Set task | Return every entry exactly.

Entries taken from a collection
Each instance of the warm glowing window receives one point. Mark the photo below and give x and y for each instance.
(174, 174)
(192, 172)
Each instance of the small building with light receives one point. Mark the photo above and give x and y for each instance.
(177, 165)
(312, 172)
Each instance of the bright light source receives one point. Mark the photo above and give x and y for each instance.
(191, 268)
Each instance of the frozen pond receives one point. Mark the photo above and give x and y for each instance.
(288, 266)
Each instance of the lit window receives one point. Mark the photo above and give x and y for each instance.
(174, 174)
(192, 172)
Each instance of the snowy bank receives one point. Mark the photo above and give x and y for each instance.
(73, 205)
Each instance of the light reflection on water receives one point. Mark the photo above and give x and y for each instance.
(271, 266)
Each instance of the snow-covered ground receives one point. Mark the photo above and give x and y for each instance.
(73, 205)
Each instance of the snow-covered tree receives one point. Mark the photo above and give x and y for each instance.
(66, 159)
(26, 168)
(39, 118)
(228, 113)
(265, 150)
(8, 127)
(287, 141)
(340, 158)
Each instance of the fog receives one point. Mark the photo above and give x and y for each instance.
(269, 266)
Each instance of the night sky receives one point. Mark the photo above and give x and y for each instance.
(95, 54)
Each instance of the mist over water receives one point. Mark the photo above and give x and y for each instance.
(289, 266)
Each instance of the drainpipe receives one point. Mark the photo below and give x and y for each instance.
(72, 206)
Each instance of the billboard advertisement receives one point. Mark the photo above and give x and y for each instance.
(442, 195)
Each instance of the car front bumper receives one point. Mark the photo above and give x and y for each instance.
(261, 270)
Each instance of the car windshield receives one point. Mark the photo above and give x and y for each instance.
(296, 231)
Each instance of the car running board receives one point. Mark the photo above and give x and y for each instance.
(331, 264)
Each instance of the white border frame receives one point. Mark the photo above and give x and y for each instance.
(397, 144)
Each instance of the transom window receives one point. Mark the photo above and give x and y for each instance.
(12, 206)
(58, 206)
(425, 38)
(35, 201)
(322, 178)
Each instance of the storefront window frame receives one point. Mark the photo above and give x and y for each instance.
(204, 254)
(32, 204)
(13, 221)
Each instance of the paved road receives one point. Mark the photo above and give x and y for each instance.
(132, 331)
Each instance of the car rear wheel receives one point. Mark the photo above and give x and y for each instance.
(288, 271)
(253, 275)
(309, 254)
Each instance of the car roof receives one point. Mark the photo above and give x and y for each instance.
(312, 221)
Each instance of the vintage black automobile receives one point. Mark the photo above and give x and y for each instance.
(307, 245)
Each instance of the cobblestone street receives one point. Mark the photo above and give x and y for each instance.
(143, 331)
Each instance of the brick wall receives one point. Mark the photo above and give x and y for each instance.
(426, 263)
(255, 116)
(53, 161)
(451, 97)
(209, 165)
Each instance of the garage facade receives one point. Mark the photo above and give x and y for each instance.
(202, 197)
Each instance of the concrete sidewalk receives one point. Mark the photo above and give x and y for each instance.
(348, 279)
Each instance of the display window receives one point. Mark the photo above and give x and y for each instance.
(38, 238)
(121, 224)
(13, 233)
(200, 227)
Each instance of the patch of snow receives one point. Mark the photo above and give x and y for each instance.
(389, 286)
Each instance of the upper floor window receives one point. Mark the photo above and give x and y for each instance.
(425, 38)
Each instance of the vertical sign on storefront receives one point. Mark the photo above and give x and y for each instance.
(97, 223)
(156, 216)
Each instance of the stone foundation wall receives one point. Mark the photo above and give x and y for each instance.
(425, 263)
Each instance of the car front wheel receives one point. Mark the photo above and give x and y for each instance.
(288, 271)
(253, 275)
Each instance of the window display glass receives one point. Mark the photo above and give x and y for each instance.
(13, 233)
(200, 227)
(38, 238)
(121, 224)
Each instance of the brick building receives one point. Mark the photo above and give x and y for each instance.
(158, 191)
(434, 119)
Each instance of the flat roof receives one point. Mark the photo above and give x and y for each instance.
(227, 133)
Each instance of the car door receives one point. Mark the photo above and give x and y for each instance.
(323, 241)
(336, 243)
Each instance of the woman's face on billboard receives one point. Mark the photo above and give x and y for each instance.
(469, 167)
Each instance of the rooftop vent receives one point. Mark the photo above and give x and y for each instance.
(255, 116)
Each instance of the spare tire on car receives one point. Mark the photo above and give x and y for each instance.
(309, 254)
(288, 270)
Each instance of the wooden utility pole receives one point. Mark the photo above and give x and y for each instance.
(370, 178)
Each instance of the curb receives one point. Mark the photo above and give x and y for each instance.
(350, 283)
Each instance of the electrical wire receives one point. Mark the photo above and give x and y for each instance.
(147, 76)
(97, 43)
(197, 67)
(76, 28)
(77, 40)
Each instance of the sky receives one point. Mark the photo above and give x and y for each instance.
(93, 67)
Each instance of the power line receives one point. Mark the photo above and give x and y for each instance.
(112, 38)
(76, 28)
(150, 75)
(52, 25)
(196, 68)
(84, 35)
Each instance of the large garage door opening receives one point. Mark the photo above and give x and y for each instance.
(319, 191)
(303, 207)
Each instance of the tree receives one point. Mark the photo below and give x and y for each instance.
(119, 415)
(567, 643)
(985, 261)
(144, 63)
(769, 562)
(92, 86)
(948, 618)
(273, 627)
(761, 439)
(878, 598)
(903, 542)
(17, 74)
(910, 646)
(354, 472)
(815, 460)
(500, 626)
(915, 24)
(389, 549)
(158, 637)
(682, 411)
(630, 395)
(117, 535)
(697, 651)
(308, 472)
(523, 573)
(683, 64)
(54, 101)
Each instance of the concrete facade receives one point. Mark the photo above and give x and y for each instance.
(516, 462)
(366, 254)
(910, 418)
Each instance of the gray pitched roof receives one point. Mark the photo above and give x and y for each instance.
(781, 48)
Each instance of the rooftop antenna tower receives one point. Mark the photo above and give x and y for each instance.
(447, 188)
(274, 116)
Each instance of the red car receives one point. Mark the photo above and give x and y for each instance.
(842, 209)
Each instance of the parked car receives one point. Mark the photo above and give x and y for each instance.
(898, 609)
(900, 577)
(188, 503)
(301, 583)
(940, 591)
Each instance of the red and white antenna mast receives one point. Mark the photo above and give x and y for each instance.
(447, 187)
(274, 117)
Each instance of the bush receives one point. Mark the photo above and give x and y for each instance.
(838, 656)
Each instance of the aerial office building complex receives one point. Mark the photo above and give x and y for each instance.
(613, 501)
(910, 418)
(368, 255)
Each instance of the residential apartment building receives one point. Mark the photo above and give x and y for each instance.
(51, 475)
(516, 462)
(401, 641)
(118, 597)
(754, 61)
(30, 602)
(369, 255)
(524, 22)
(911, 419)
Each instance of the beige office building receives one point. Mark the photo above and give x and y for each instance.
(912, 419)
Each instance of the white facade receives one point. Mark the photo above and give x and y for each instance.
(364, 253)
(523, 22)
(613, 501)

Solution to this exercise |
Each instance of the warm glowing window receives one point. Mark the photo below and give x and y for each instance.
(174, 174)
(192, 172)
Each instance of the small building with light receives one point. Mark the photo above and give x and y for each instance.
(177, 165)
(312, 172)
Each instance of the bright light source receives one point. Mark the photo above and give x and y for each instance.
(191, 268)
Each instance of the frozen pond receives one point. Mark the photo above and give x and y for each instance.
(288, 266)
Each instance of the lit window receives one point. Mark the photo above and give x and y for each instance.
(174, 174)
(192, 172)
Each instance of the snowy bank receives one point. Mark the photo above and give x and y for each instance.
(73, 205)
Each instance of the light reflection on water receives one point. Mark the photo above and give x and y for each instance.
(271, 266)
Each instance of the snow-covered ground receives one point. Mark the photo above and give x and y for each instance.
(73, 205)
Each instance of the snow-covered tree receives one point. Mark the photo above and give x and y for each instance.
(66, 159)
(26, 168)
(39, 118)
(228, 113)
(265, 150)
(8, 127)
(287, 141)
(340, 158)
Each instance of the fog receives one point. Mark the photo above and give x and y for each instance.
(269, 266)
Each instance of the night sky receives one point. Mark the photo above and give x and y for each instance.
(95, 54)
Each instance of the mist over water receives one point. Mark the photo above and give x and y for each instance.
(289, 266)
Each instance of the drainpipe receives one point. Mark the photo below and give x and y for each instance.
(72, 206)
Each instance of the billboard advertisement receives one point. Mark the photo above and give x and y for each instance.
(442, 195)
Each instance of the car front bumper receives one point. Mark the photo above and give x and y for each instance.
(261, 270)
Each instance of the car windshield receives one point. Mark the photo above and give x and y for each instance.
(296, 231)
Each instance of the car running board receives one point. Mark the photo above and give x and y for each instance.
(331, 264)
Each instance of the white border frame receives one point. Mark the photo above and give x and y for each instance.
(397, 144)
Each instance of the transom window receives one point. Mark the photo above and give x and y for each instance.
(12, 206)
(58, 206)
(425, 38)
(35, 201)
(322, 178)
Each instance of the storefront window frame receives one point. Mark the photo above and give x and y for each instance.
(204, 254)
(32, 204)
(13, 221)
Each instance of the paved road receives one point. Mark the photo above and give x and y for each instance.
(132, 331)
Each instance of the car rear wheel receives one point. Mark the photo above and give x and y for each instance.
(288, 271)
(253, 275)
(309, 254)
Each instance of the car roof receives one point. Mark the photo above and give x and y for each instance.
(312, 221)
Each instance of the vintage black automobile receives one point. Mark the photo above and give x and y for each instance.
(307, 245)
Each instance of the cobblestone street receives one point. Mark the photo above and give x and y for each instance.
(143, 331)
Each instance of the brick wall receives one point. Mark the photo above and give x and y for each instance.
(426, 263)
(255, 116)
(53, 161)
(451, 97)
(209, 165)
Each instance of the garage facade receives one point. Mark the photo above and give x and y for each instance.
(202, 197)
Each instance of the concrete sidewalk receives one point. Mark the photo above and give x and y for each instance.
(348, 279)
Each instance of the display window receives one point. Mark the photo above and give x and y for each instance.
(38, 238)
(121, 224)
(13, 233)
(200, 227)
Each instance of the patch of snow receives one point. Mark the photo above and give x and y for each instance.
(389, 286)
Each instance of the upper floor window receives one point. Mark the photo above and give x and y for each instance.
(425, 38)
Each instance of the vertical sign on storefront receives one point. Mark the photo above and give x and y for each instance.
(97, 223)
(156, 216)
Each instance of the stone foundation wall receives one point. Mark the photo above and give x and y for each instance.
(425, 263)
Each instance of the car front wheel receives one point. Mark the photo above and give x and y for each instance.
(288, 271)
(253, 275)
Each instance of the window display glass receives one point. Mark the photo above and give x and y for each instance.
(13, 233)
(200, 227)
(38, 238)
(121, 224)
Each instance of the brick building receives one point. Mark the photo above and give x and y for each instance.
(158, 191)
(434, 119)
Each instance of the flat roof receives one point. Mark the photo above and give x and y for each instance.
(227, 133)
Each instance of the car door receives one point. Mark the photo above and give x and y for each instance.
(323, 241)
(336, 243)
Each instance of the woman's face on billboard receives one point. Mark the photo above and give x and y for each instance.
(469, 167)
Each instance of the rooftop vent receives one point. Mark the photo above and give x and y for each instance.
(255, 116)
Each instance of the spare tire on car receives one point. Mark the photo above and give x and y for each instance.
(309, 254)
(288, 270)
Each instance of the wooden utility pole receives one point. Mark the photo above and give x and y for each instance.
(370, 178)
Each instance of the curb receives one point. Mark the photo above and give x and y for each instance.
(350, 283)
Each instance of the electrical wire receives one point. Mark the photo above and give x and y for each instance.
(147, 76)
(97, 43)
(197, 67)
(76, 28)
(77, 40)
Each instance of the sky receives one point. Mark the photo above and give x and y for each instance.
(93, 67)
Each instance of the power line receives one point. Mark the photo above and give x and y for each instance.
(112, 38)
(76, 28)
(150, 75)
(52, 25)
(196, 68)
(84, 35)
Each instance of the large garage door opening receives one point. Mark the photo above and give x and y for each instance.
(319, 191)
(303, 207)
Each instance of the tree receives one point. Mark the photo below and give x and y for each instance.
(119, 415)
(567, 643)
(985, 261)
(144, 63)
(769, 562)
(92, 86)
(948, 618)
(273, 627)
(761, 439)
(878, 598)
(903, 542)
(17, 74)
(910, 646)
(354, 472)
(815, 460)
(500, 626)
(915, 24)
(389, 549)
(158, 637)
(682, 411)
(630, 395)
(117, 535)
(697, 651)
(308, 472)
(523, 573)
(683, 64)
(54, 101)
Each instance of the concrete facade receives one point. Mark the photo above and give x and y for each instance.
(516, 462)
(366, 254)
(910, 418)
Each instance of the gray pitched roof receives one point. Mark the photo above and give x and y for each instance.
(781, 48)
Each instance of the rooftop antenna tower receives one point. Mark the photo above and give x and y for each instance.
(447, 188)
(274, 116)
Each instance of the red car receives one point. Mark the photo above and give x and y for each instance.
(842, 209)
Each instance of the parked car receives one point. Mark the photo above and give x and y for each instance.
(898, 609)
(900, 577)
(188, 503)
(301, 583)
(940, 591)
Each instance of the red and white antenna mast receives one point. Mark the photo above and give x and y for each instance.
(447, 187)
(274, 117)
Each instance of the bush receives one point. Mark the photo above and give x and y for each instance.
(838, 656)
Each instance of the aerial office building complex receives one point. Mark the photo above and give x and y for each instance.
(613, 501)
(910, 418)
(368, 255)
Each instance of the residential apartment building receives one point. Mark the photo above and give x and y for each instance.
(51, 475)
(516, 462)
(401, 641)
(118, 597)
(754, 61)
(30, 602)
(369, 255)
(524, 22)
(911, 419)
Each instance of the beige office building receives one point. Mark the photo above and give x and y for each instance.
(912, 419)
Each instance of the white facade receives one point. Mark the photo above and give x and y for each instance.
(364, 253)
(523, 22)
(613, 501)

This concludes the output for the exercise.